Short exercise —
Rescale the listing from the line containing "Where can the stack" through the end of the listing, both included. Copy those lines, requests included, but multiply each point coordinate in the answers by 2.6 and round to whole numbers, with halves rounding up.

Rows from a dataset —
────────
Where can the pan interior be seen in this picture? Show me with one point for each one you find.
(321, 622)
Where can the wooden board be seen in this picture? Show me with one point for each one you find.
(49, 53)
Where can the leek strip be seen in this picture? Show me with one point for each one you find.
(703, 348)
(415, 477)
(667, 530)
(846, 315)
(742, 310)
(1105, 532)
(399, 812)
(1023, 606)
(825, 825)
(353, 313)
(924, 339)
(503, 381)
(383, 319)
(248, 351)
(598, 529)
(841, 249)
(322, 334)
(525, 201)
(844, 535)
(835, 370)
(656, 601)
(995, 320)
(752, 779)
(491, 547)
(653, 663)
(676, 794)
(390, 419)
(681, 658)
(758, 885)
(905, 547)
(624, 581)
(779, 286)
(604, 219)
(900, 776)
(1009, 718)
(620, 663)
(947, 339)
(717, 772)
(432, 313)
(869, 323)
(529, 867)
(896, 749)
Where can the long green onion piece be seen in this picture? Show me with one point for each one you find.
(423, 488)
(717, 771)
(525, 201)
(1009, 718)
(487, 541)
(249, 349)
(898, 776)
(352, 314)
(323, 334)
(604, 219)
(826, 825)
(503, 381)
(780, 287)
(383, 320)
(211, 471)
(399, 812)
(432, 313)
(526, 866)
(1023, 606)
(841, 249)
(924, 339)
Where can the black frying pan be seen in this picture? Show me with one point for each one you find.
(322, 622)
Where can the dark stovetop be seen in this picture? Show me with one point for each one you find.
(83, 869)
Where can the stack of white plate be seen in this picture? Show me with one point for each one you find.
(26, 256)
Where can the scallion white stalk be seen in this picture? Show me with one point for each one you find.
────────
Complete answer —
Where can the stack of white plate be seen in this picture? Show me with one point for each one you find.
(68, 666)
Where can the scallion white stalk be seen in this picture? Show me with one point for each one you find.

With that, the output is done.